--- start ---
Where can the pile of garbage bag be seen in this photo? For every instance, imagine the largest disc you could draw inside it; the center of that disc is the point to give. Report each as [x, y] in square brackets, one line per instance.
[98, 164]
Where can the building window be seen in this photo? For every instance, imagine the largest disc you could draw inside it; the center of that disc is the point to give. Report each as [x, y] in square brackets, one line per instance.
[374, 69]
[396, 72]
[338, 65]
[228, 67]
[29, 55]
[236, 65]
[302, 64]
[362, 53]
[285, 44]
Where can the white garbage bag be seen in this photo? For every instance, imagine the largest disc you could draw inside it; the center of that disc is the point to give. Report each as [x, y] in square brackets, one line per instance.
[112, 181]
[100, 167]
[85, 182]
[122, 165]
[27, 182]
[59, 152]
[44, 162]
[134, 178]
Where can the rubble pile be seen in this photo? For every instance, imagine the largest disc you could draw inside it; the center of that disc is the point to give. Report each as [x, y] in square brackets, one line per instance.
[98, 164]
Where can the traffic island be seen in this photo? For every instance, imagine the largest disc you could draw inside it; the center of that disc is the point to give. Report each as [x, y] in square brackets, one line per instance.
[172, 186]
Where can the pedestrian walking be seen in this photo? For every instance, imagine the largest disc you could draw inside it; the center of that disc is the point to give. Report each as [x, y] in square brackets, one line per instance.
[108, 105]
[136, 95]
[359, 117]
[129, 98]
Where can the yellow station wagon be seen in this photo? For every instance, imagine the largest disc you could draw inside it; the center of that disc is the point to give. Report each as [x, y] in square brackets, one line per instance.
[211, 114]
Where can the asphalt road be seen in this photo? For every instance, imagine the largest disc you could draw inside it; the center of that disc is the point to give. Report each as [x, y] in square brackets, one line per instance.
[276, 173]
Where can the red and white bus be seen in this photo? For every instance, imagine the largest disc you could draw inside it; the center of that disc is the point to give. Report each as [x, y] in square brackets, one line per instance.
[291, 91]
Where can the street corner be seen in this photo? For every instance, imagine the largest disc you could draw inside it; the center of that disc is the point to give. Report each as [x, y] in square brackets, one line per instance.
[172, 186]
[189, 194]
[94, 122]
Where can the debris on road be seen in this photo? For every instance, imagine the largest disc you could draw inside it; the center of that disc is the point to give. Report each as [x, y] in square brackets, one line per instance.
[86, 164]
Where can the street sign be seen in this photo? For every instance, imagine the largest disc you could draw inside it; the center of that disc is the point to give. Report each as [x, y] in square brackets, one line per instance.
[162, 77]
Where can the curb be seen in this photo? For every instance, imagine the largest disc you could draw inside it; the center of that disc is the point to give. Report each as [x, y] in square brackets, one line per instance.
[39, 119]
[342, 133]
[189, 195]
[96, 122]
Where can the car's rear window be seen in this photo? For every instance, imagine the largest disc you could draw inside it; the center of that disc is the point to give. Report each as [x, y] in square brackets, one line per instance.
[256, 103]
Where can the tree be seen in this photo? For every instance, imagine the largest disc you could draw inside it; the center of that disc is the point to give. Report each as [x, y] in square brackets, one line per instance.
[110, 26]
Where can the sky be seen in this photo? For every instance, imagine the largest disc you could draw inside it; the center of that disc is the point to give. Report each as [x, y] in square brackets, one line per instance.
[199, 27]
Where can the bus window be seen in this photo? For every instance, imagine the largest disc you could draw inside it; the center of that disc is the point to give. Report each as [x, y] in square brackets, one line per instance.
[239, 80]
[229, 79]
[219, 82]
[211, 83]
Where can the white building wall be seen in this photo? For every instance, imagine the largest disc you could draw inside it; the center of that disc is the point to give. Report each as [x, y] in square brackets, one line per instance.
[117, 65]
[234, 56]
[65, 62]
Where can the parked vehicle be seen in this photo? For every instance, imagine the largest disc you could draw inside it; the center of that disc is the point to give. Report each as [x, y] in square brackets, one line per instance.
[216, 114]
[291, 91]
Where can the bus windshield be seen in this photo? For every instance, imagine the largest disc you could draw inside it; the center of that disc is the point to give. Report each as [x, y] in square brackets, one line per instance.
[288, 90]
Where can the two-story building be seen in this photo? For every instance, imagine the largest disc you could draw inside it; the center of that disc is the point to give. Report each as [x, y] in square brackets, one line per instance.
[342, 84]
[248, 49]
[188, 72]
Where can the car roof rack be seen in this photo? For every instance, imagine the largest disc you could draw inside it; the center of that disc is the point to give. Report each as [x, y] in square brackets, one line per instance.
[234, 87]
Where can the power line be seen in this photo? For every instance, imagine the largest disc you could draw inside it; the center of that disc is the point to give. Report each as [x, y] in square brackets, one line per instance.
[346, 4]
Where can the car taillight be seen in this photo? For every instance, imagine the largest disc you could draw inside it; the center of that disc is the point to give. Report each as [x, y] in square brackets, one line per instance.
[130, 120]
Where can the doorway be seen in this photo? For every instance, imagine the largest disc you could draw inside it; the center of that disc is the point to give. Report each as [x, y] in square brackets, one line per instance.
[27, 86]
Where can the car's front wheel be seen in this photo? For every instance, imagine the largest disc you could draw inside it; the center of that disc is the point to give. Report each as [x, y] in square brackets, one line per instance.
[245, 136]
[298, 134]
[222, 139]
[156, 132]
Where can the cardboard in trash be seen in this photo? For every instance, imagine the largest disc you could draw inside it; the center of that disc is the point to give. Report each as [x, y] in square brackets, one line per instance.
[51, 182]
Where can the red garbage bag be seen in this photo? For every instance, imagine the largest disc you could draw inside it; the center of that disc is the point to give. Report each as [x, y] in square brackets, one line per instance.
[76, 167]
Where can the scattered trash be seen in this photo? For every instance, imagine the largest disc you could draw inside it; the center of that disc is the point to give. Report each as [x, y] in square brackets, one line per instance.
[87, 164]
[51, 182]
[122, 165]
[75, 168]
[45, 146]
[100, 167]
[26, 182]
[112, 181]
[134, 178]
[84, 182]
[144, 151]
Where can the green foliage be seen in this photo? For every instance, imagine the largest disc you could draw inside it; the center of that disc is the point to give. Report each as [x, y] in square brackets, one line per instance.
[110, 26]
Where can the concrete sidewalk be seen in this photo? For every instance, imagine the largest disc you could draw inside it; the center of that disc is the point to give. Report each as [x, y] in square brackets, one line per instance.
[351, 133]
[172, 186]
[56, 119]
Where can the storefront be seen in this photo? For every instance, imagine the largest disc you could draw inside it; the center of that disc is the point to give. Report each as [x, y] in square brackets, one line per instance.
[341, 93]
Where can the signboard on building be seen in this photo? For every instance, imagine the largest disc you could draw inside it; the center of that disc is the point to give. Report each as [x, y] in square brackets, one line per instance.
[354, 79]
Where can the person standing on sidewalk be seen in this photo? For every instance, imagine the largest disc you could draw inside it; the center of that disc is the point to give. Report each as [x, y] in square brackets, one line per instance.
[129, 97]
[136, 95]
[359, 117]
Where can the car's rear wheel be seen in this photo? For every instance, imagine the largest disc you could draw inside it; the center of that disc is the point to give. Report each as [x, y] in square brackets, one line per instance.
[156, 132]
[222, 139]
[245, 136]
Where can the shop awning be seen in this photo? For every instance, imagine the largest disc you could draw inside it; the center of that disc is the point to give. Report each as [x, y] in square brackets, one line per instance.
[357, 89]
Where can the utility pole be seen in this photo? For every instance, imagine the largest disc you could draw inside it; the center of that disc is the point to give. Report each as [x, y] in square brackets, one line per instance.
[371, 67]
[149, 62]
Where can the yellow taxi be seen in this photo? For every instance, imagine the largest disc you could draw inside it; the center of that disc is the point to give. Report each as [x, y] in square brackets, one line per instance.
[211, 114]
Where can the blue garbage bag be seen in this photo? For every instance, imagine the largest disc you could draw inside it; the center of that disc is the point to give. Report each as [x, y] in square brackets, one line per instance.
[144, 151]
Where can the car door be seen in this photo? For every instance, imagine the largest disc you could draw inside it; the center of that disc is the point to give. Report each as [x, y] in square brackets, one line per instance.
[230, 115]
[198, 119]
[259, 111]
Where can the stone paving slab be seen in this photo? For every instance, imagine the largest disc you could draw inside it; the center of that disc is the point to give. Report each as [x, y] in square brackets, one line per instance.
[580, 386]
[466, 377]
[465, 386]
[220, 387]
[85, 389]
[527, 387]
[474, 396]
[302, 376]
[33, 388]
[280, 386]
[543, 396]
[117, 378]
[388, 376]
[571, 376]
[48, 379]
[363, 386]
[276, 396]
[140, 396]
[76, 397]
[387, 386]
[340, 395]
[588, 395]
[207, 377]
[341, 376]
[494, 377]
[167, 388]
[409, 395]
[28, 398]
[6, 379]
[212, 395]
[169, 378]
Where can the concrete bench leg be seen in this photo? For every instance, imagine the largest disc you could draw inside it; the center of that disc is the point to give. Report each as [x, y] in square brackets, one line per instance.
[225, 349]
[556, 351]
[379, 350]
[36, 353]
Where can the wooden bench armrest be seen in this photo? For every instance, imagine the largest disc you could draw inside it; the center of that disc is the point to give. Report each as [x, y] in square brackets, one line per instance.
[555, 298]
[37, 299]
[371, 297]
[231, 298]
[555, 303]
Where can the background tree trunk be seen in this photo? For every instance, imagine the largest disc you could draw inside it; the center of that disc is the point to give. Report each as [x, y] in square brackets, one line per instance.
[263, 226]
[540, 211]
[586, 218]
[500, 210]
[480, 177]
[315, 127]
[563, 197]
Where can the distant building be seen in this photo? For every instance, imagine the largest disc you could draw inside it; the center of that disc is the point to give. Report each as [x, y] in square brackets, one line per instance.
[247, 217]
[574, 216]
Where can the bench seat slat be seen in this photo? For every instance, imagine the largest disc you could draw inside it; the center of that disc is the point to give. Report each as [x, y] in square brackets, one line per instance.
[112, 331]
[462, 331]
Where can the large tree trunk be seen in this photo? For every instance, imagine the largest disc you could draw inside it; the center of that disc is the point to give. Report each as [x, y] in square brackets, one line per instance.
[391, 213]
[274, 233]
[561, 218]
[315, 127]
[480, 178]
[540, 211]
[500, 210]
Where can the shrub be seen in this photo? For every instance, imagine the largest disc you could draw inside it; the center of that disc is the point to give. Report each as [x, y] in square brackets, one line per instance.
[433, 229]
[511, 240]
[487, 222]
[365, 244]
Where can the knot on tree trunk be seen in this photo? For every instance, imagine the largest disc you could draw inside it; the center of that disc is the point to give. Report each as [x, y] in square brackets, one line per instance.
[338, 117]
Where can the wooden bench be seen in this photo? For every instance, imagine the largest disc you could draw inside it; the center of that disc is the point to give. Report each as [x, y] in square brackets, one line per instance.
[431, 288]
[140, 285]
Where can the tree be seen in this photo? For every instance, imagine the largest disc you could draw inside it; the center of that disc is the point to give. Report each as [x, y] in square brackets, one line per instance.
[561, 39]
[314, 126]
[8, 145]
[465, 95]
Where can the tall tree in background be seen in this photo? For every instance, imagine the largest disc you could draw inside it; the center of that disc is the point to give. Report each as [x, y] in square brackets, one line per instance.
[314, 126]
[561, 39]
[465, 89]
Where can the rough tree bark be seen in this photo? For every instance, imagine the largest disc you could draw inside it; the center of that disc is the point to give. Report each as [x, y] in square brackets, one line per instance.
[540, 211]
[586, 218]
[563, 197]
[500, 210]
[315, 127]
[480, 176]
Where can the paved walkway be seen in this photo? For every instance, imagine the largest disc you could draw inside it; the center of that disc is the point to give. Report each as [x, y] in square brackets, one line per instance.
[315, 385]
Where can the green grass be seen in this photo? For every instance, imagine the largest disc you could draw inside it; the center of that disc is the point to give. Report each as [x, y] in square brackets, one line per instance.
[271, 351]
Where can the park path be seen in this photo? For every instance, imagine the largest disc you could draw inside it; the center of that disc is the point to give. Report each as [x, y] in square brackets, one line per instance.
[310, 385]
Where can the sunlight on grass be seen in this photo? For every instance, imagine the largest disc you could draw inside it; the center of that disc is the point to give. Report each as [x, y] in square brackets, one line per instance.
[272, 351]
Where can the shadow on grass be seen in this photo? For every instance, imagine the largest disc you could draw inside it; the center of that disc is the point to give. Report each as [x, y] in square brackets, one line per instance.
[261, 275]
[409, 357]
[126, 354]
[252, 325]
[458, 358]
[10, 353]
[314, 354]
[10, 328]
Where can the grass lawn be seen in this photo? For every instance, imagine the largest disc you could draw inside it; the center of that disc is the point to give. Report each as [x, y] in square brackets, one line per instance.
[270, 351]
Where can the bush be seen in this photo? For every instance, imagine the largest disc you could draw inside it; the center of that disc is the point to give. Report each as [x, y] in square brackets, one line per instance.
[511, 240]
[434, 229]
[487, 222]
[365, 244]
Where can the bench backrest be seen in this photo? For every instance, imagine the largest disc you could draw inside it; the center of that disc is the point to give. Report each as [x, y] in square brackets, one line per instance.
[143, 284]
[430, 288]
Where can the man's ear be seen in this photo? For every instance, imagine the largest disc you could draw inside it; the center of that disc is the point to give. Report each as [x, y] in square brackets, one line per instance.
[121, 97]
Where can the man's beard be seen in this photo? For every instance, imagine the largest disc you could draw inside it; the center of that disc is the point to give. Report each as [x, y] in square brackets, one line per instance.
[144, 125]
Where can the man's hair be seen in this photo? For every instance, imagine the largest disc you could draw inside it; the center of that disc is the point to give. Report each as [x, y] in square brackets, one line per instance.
--- end ---
▸ **What is asked**
Every line from the one holding "Where can the shadow" through the final line of the listing must be echoed exactly; leave out all other lines.

▸ **Task response**
Where can the shadow on grass be seen in this photo? For every instance, imagine the largest disc you could draw inside it; the center of that disc is the point to give. Report each as [x, y] in square brackets, one line per instance.
[261, 275]
[409, 357]
[126, 354]
[252, 325]
[458, 358]
[10, 353]
[314, 354]
[10, 328]
Where can the grass lawn be seen in this photo? For every instance, imagine the largest disc you could draw inside it; the center of that disc is the point to give. Report each as [x, y] in square brackets, one line per instance.
[270, 351]
Where can the bush be seen in this photo? For every instance, imagine the largest disc you could draw inside it; the center of that disc is the point to give. Report each as [x, y] in square brackets, one line per instance.
[511, 240]
[434, 229]
[487, 222]
[365, 244]
Where can the bench backrest be seen in this photo? For every instance, imagine the largest disc you could draw inside it; the center of that disc is the point to give. Report each as [x, y] in square brackets, one line per instance.
[143, 284]
[430, 288]
Where can the man's ear be seen in this photo? For every instance, imagine the largest disc you could draw inside it; the center of that disc is the point to give. Report each as [x, y] in square brackets, one line per instance.
[121, 97]
Where can the man's beard be seen in this photo? For every instance, imagine the largest disc you could draw inside it; the center of that disc is the point to give. Report each as [x, y] in square brackets, one line per instance.
[144, 125]
Where can the man's hair be seen in this photo? For every instance, imagine the largest disc you could draw inside it; the center of that disc is the point to give. Report each as [x, y] in square brackets, one line per instance.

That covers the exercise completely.